## Data records
········

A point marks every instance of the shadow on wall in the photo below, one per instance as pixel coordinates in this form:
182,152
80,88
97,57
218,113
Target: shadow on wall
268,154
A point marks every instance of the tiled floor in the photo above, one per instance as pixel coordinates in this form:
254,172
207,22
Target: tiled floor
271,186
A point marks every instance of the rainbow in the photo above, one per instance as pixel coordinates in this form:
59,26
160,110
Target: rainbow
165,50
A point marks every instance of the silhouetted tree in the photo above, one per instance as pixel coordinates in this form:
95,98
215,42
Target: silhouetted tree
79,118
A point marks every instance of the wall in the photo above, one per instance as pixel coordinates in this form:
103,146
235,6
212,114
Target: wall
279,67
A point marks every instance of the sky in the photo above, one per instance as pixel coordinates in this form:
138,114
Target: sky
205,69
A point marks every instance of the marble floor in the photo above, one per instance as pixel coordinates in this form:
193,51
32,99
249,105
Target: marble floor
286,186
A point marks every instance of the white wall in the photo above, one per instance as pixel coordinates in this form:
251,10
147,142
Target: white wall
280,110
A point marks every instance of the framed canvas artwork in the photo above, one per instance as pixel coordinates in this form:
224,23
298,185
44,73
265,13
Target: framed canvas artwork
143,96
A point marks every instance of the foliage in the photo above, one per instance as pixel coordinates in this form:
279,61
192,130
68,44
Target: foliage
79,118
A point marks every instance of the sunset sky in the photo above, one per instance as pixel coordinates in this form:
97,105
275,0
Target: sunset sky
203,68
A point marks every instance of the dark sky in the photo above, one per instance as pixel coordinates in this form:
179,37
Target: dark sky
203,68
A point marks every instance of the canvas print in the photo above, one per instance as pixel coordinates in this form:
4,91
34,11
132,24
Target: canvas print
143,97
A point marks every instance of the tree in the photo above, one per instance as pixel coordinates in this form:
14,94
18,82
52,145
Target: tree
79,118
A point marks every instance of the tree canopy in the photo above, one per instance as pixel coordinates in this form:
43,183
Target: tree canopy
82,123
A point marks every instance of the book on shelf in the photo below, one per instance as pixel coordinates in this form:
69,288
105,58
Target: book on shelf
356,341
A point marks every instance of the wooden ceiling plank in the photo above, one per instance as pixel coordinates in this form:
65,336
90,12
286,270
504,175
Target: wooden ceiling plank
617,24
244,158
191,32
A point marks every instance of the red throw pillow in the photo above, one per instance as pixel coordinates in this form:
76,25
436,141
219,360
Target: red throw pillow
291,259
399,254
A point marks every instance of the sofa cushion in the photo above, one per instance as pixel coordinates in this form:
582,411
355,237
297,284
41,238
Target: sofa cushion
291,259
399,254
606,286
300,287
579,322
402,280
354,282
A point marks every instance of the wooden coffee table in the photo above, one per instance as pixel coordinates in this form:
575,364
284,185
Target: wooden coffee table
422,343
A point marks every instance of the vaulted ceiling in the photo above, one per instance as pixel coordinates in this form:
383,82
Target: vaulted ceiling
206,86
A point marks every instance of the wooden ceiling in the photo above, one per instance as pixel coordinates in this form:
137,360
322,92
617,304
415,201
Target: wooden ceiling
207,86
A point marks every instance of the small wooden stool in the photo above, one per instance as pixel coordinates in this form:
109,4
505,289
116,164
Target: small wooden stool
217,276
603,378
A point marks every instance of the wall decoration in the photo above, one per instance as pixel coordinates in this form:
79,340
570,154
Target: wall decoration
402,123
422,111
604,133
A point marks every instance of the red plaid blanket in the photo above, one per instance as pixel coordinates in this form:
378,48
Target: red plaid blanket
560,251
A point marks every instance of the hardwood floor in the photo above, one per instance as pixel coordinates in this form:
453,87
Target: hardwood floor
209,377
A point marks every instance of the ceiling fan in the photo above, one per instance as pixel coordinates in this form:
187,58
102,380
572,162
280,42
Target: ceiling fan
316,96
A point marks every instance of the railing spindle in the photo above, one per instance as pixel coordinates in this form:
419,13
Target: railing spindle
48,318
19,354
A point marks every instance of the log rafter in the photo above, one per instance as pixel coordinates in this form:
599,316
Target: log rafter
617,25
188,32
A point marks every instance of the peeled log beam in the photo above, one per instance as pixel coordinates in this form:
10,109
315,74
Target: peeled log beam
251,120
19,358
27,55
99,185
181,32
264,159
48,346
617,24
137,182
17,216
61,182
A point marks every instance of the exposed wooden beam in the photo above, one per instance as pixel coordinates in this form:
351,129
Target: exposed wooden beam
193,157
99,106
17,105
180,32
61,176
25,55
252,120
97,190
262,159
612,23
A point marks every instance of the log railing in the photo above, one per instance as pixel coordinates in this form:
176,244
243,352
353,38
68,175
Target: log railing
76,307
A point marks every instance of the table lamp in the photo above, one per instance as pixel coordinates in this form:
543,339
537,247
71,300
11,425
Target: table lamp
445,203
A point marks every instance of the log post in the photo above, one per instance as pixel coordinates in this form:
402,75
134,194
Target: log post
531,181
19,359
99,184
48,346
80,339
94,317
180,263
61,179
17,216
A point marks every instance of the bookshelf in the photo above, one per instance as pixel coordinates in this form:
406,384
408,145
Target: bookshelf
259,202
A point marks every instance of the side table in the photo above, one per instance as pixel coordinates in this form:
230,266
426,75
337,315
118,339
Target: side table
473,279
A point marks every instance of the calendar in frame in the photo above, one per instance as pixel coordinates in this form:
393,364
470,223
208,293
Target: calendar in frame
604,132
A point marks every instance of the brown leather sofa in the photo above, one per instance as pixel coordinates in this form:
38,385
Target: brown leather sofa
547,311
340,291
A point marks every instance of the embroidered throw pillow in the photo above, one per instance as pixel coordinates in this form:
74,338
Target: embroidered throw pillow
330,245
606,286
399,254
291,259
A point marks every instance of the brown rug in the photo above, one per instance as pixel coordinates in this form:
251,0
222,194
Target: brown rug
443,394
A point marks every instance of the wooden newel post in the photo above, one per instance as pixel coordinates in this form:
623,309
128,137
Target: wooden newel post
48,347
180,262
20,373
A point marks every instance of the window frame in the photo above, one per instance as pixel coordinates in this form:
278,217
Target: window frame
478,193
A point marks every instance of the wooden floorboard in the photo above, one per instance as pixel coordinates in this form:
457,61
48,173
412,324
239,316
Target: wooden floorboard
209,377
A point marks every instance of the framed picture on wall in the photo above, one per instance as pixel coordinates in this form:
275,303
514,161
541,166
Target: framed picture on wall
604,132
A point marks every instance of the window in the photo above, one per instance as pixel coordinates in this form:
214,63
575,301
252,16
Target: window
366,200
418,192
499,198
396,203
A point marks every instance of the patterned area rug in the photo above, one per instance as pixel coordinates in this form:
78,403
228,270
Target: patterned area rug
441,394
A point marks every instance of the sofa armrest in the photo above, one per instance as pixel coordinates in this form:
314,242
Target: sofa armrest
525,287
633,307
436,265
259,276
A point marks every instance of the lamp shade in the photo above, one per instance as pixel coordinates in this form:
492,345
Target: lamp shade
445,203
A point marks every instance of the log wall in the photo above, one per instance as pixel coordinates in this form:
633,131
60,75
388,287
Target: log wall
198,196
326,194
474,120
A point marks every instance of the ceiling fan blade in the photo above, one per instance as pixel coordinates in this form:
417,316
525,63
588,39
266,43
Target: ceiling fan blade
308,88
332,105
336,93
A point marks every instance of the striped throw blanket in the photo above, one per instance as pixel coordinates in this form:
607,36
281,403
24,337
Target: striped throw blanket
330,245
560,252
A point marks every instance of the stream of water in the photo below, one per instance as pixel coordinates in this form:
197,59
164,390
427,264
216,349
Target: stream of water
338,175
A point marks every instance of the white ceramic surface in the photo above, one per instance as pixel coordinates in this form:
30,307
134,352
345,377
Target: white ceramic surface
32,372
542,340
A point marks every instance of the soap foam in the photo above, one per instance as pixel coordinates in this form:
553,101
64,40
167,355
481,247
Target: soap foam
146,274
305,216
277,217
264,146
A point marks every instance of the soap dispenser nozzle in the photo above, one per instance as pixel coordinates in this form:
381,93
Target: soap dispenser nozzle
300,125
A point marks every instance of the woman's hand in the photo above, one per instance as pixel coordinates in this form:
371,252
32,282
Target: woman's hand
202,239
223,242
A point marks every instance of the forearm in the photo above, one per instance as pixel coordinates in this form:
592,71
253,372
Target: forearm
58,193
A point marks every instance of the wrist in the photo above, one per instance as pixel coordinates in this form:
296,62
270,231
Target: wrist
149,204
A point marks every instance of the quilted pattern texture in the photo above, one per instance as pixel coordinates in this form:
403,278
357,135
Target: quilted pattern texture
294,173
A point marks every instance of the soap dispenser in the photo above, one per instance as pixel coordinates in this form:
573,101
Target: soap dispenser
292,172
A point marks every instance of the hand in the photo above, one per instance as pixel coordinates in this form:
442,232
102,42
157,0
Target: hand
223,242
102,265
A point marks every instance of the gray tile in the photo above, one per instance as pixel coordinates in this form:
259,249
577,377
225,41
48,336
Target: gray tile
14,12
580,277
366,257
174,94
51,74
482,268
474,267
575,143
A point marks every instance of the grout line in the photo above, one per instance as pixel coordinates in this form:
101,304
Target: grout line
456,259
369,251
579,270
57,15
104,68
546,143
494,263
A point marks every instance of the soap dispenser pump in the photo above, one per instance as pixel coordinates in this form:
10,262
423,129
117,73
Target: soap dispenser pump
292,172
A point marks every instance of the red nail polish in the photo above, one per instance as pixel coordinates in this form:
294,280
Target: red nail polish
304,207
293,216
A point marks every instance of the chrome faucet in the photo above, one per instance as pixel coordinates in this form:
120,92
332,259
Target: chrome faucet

········

## Task instructions
Lines with the string "below": pick each one out of the material and return it.

## Response box
A point marks every instance of the shadow on wall in the photo below, one per instance as pixel coordinates in this form:
A point marks every instance of the book on shelf in the photo below, one per instance as pixel coordinates in this form:
A point marks every instance of the stream of water in the photo below, one per instance as pixel coordinates in this form:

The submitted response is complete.